Print exactly the lines from the line with "If you could mark the foliage" to the last line of the data, please, both included.

-- START OF Source material --

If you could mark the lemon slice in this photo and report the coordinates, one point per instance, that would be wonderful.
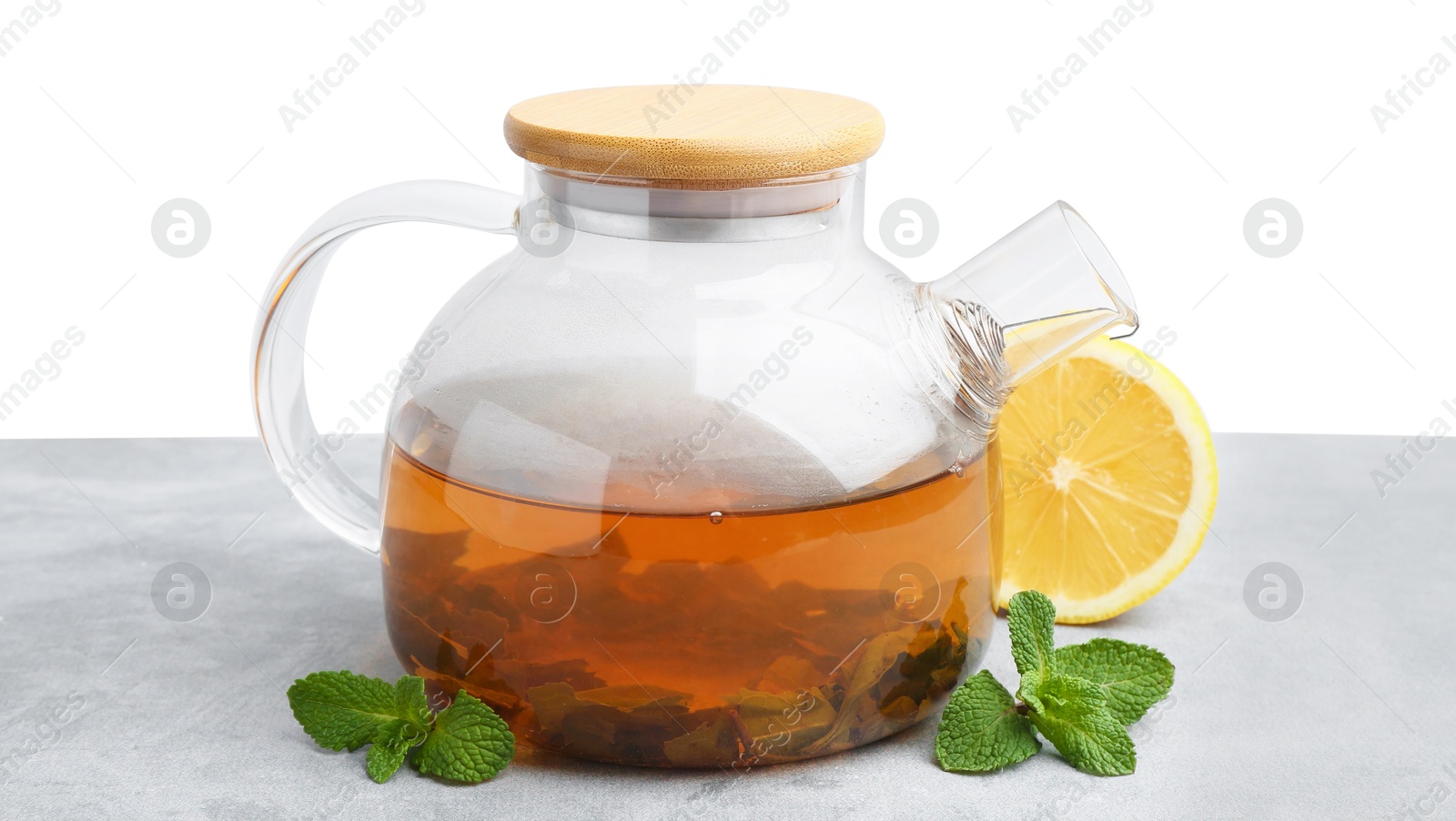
(1108, 482)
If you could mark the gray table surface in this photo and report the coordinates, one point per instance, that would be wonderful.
(1344, 711)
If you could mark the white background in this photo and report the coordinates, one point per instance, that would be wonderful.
(1191, 116)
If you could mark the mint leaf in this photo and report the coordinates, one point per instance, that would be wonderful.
(470, 743)
(982, 730)
(1074, 716)
(1030, 617)
(390, 748)
(1133, 677)
(341, 709)
(411, 704)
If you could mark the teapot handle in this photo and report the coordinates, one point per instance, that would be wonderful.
(280, 400)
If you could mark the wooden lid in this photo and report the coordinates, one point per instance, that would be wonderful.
(703, 137)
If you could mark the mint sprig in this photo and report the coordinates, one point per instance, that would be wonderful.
(344, 711)
(1079, 697)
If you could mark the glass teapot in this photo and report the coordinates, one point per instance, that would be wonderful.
(691, 476)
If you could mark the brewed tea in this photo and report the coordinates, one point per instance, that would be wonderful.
(724, 638)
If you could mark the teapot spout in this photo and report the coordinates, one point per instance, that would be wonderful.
(1048, 287)
(1021, 305)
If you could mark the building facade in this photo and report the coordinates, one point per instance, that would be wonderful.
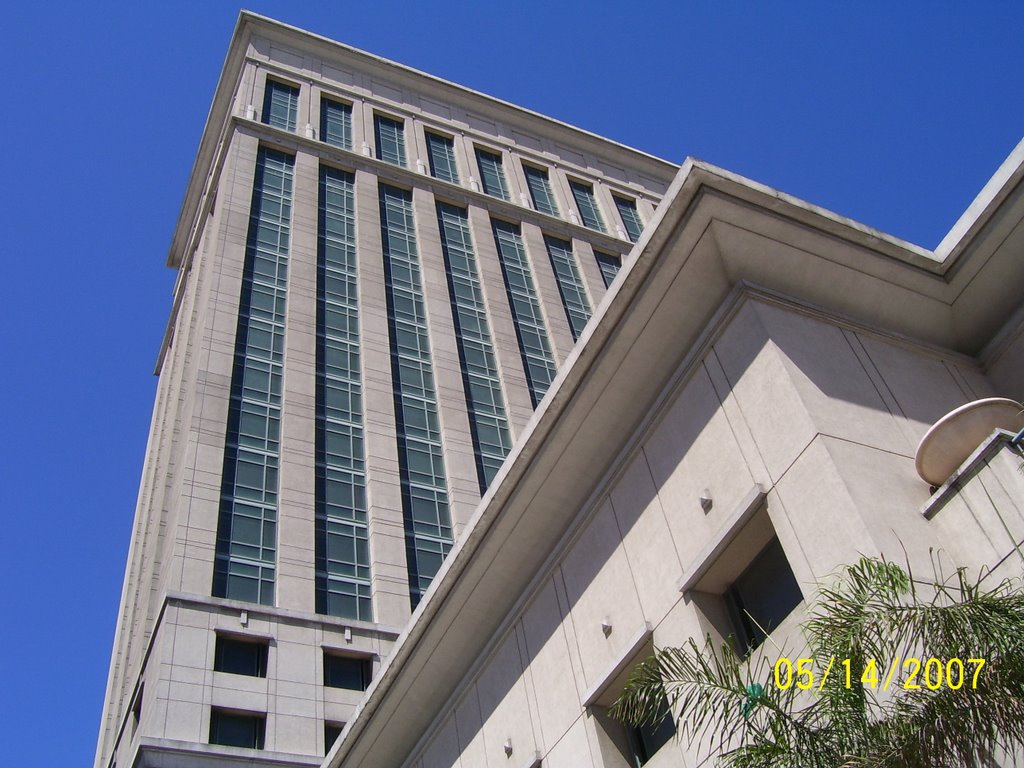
(379, 275)
(462, 411)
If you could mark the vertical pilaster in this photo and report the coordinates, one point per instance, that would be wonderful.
(386, 527)
(547, 293)
(460, 462)
(296, 588)
(520, 408)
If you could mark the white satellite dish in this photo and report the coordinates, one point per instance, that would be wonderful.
(953, 437)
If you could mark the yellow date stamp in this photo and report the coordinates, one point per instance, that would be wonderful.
(910, 673)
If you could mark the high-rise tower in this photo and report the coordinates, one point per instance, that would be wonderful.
(423, 468)
(379, 275)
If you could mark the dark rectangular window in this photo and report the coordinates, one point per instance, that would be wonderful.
(762, 596)
(347, 672)
(608, 265)
(421, 457)
(492, 174)
(342, 535)
(531, 332)
(487, 421)
(587, 205)
(647, 739)
(239, 656)
(336, 124)
(246, 557)
(569, 285)
(331, 733)
(237, 729)
(441, 154)
(390, 139)
(540, 190)
(630, 216)
(281, 104)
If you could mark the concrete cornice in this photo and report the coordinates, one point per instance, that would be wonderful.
(451, 92)
(249, 25)
(713, 231)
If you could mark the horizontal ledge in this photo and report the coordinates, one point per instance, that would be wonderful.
(620, 664)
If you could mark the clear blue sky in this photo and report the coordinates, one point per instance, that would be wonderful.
(894, 114)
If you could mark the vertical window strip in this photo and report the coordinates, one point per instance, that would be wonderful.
(336, 123)
(281, 104)
(630, 216)
(390, 139)
(569, 285)
(492, 439)
(540, 190)
(246, 551)
(530, 330)
(425, 502)
(441, 154)
(342, 551)
(492, 174)
(608, 265)
(587, 204)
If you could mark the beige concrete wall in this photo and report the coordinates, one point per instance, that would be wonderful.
(176, 522)
(823, 416)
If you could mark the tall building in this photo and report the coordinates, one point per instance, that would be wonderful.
(379, 275)
(426, 473)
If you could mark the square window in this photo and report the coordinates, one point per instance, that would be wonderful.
(622, 744)
(352, 673)
(630, 216)
(390, 139)
(608, 265)
(492, 174)
(540, 190)
(281, 104)
(336, 123)
(587, 205)
(741, 583)
(240, 656)
(331, 733)
(238, 729)
(762, 596)
(440, 153)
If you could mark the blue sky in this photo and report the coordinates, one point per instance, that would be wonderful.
(893, 116)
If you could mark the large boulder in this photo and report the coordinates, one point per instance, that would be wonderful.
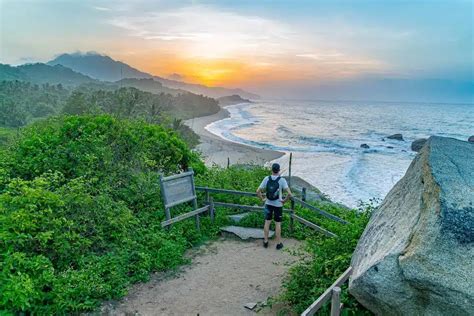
(416, 255)
(416, 145)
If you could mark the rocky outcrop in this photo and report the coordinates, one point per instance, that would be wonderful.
(396, 137)
(418, 144)
(416, 254)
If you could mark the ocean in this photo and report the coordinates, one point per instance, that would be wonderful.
(325, 139)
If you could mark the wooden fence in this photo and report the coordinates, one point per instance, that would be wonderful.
(333, 293)
(291, 210)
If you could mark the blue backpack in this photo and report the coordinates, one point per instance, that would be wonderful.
(272, 188)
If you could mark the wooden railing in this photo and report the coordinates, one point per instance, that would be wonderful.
(333, 293)
(291, 210)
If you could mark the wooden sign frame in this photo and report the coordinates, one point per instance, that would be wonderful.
(184, 191)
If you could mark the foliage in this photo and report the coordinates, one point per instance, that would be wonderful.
(80, 214)
(24, 102)
(328, 258)
(80, 211)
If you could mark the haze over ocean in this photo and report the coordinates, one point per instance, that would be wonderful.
(325, 138)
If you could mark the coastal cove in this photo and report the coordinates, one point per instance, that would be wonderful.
(326, 137)
(216, 150)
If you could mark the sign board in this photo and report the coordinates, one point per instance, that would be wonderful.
(178, 189)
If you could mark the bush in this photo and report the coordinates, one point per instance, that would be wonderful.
(80, 212)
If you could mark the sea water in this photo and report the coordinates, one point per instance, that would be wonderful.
(325, 139)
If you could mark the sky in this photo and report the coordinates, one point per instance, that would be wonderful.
(251, 44)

-- END OF Source material --

— Answer in full —
If you could mark the foliage in this photo and report the coordinates, one point per instance, that would be wonderful.
(80, 214)
(24, 102)
(328, 258)
(80, 211)
If you could mark the haze over ocean in this photo and report the coordinates, one point per instance, that would be wonderful.
(325, 138)
If you could mark the coastal cove in this photo and report the coordinates, one point per instance, that would be wonderful.
(326, 137)
(216, 150)
If you could mark the sign board in this photo and report the coordinates, one point per instance, that would be wonderful.
(178, 189)
If you could mark the bush in this photo and report the coordinates, one point per instance, that would be wonderful.
(80, 212)
If you could mark the sea water in this photo and report the coordinates, one point per instance, that would be wonderful.
(325, 139)
If you could mark the sky in this photo and report the coordinates, one point per instance, that would be wonderful.
(251, 44)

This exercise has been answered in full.